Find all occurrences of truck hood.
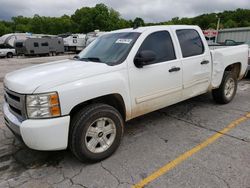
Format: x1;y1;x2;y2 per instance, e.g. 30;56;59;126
4;59;110;94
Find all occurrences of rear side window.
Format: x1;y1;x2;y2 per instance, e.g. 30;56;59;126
176;29;204;57
139;31;176;64
16;42;23;48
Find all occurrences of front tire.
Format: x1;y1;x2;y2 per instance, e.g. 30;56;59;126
212;72;237;104
69;104;124;162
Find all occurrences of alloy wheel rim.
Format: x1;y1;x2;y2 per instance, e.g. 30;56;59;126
225;78;235;99
85;117;116;153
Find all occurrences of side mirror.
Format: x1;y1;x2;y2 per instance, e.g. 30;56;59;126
134;50;156;68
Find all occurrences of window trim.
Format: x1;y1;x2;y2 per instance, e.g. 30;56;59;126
175;29;206;58
134;30;178;66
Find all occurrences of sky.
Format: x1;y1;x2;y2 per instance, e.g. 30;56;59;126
0;0;250;22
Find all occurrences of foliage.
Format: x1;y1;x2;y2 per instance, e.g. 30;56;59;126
0;4;250;36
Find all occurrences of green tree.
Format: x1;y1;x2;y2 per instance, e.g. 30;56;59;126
133;17;145;27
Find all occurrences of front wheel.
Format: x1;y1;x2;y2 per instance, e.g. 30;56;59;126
69;104;124;162
212;72;237;104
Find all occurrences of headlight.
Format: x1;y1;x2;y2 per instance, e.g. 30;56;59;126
26;92;61;119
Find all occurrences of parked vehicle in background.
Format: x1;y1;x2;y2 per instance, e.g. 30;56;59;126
3;25;248;161
0;44;16;58
59;34;86;53
86;30;106;46
15;36;64;56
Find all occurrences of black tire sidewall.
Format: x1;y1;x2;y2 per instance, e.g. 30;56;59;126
72;105;123;162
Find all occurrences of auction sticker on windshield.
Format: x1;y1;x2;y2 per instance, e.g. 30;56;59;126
115;39;133;44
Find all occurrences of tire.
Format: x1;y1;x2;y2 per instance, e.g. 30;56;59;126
6;52;13;58
212;72;237;104
69;104;124;162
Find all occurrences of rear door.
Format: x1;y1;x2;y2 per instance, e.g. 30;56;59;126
175;29;212;99
128;29;182;117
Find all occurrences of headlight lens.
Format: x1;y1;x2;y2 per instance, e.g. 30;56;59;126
26;92;61;119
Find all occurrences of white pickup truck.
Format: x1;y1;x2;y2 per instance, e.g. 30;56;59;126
3;25;248;161
0;48;16;58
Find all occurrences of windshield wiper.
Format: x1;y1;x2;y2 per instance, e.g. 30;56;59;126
80;57;102;62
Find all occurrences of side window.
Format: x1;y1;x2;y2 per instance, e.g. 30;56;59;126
176;29;204;57
138;31;176;64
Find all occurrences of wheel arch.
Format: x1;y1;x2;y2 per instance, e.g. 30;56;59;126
224;62;242;79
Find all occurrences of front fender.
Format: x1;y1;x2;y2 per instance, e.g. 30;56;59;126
50;69;131;119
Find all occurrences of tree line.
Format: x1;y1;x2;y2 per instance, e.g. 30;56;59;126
0;4;250;36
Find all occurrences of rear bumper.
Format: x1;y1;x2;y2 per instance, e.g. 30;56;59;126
3;103;70;151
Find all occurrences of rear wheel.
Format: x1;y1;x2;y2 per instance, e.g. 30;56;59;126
6;52;13;58
69;104;124;162
212;72;237;104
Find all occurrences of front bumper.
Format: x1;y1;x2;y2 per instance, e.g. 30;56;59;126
3;103;70;151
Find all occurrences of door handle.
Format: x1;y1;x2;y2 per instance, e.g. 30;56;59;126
168;67;181;72
201;60;209;65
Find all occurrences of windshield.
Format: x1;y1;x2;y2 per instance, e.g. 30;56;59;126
77;32;140;65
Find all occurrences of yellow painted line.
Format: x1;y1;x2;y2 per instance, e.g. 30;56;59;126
133;113;250;188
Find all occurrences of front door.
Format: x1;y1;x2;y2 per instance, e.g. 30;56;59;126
175;29;212;99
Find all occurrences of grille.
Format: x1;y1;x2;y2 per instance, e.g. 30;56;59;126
4;88;27;121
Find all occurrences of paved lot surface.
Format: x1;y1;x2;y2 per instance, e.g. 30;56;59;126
0;56;250;188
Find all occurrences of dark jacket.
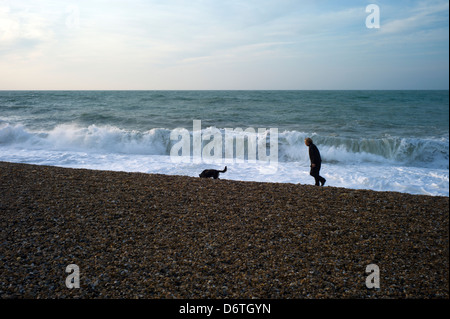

—————

*WRITTEN TASK*: Write out all the rows above again, switching "Find all occurrences of" to "Locate every" and keeping everything else the same. Leave out the pictures.

*THE REPLY*:
Locate every truck hood.
Format: x1;y1;x2;y2 per instance, e.g. 30;56;59;126
4;59;110;94
Locate every rear side window.
Format: x1;y1;x2;y2 per instance, e.g. 30;56;59;126
176;29;204;57
139;31;176;64
16;42;23;48
Locate every front tire.
Format: x1;y1;x2;y2 per instance, e.g. 30;56;59;126
212;72;237;104
69;104;124;162
Locate every alloy wheel rim.
Format: x1;y1;x2;y2 per instance, e.g. 30;56;59;126
225;78;235;99
85;117;116;153
Locate every side mirror.
Format: x1;y1;x2;y2 per instance, e.g. 30;56;59;126
134;50;156;68
Locate every window trim.
Format: x1;y1;x2;y2 per instance, e.g. 30;56;59;126
175;29;206;58
134;30;178;66
Locate every sky.
Format: x1;y1;x2;y2 per instance, e.g. 30;56;59;126
0;0;250;22
Locate every foliage.
Format: x1;y1;x2;y2 per instance, e.g. 30;56;59;126
0;4;250;36
Locate every green tree.
Format: x1;y1;x2;y2 per instance, e.g. 30;56;59;126
133;17;145;27
Locate every front wheel.
Format: x1;y1;x2;y2 per instance, e.g. 30;56;59;126
69;104;124;162
212;72;237;104
Locate every headlight.
Format: x1;y1;x2;y2 per instance, e.g. 30;56;59;126
26;92;61;119
Locate every parked vehicle in background.
Format: x1;y1;x2;y2 per instance, e.g. 30;56;59;126
3;25;248;161
0;44;16;58
59;34;86;53
86;30;106;46
15;36;64;56
Locate every black tire sidewall.
Format: x1;y1;x2;y2 per instance, e.g. 30;56;59;126
72;105;123;162
Locate every auction sticker on windshield.
Format: x1;y1;x2;y2 per instance, e.g. 30;56;59;126
115;39;133;44
Locate every tire.
Format: x1;y1;x2;y2 per instance, e.g. 30;56;59;126
6;52;13;58
212;72;237;104
69;104;124;162
Locate every rear door.
Format: x1;y1;x2;y2 per instance, e.g. 30;56;59;126
175;29;212;99
128;29;182;117
Locate every headlight lens.
Format: x1;y1;x2;y2 per instance, e.g. 30;56;59;126
26;92;61;119
Locate every white pickup truck.
Format: x1;y1;x2;y2 per instance, e.g. 30;56;59;126
3;25;248;161
0;48;16;58
Locate every windshield wiper.
Format: x1;y1;x2;y2 per instance, e.g. 30;56;59;126
80;57;102;62
Locate every side window.
Format: x1;y1;x2;y2 per instance, e.g. 30;56;59;126
176;29;204;57
138;31;176;64
Locate every wheel arch.
Format: x1;y1;x2;y2 per instance, e.g. 30;56;59;126
224;62;242;79
Locate every front fender.
Format: x1;y1;x2;y2 per instance, e.g. 30;56;59;126
50;69;131;119
Locate every tree line.
Format: x1;y1;x2;y2 per instance, e.g. 30;56;59;126
0;4;250;36
Locate every rear bumper.
Format: x1;y1;x2;y2 per instance, e.g. 30;56;59;126
3;103;70;151
Locate every rear wheel.
Format: x1;y1;x2;y2 per instance, e.g. 30;56;59;126
6;52;13;58
69;104;124;162
212;72;237;104
Locate every front bumper.
Format: x1;y1;x2;y2 per instance, e.g. 30;56;59;126
3;103;70;151
Locate every door handle.
Format: x1;y1;x2;y2 per instance, e.g. 30;56;59;126
168;67;181;72
201;60;209;65
Locate every windshield.
Format: x1;y1;x2;y2 per instance, e.g. 30;56;59;126
77;32;140;65
Locate every yellow painted line.
Format: x1;y1;x2;y2 per instance, e.g. 30;56;59;126
133;113;250;188
Locate every front door.
Format: x1;y1;x2;y2 per instance, e.g. 30;56;59;126
175;29;212;99
Locate every grille.
Format: x1;y1;x2;y2 per instance, e.g. 30;56;59;126
4;88;27;121
Locate every paved lot surface.
Format: x1;y1;x2;y2 per instance, e.g. 30;56;59;126
0;56;250;188
Locate every dark jacket.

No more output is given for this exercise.